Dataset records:
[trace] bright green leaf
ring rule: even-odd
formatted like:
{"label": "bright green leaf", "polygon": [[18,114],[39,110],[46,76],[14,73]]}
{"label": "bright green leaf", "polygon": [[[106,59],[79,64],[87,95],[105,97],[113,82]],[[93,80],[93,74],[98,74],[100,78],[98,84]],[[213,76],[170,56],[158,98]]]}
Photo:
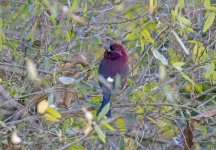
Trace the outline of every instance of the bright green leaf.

What is being asked :: Copy out every line of the listing above word for word, leaving out the pictures.

Result ::
[trace] bright green leaf
ring rule: even-odd
formatted like:
{"label": "bright green leaf", "polygon": [[18,114],[39,110],[46,76],[14,73]]}
{"label": "bright green leaf", "polygon": [[[106,59],[79,64],[87,95],[105,97],[113,82]],[[93,80],[93,74],[98,74],[100,78],[98,84]],[[213,76],[170,56],[158,98]]]}
Photo:
Trace the outline of every instance of the bright green leaf.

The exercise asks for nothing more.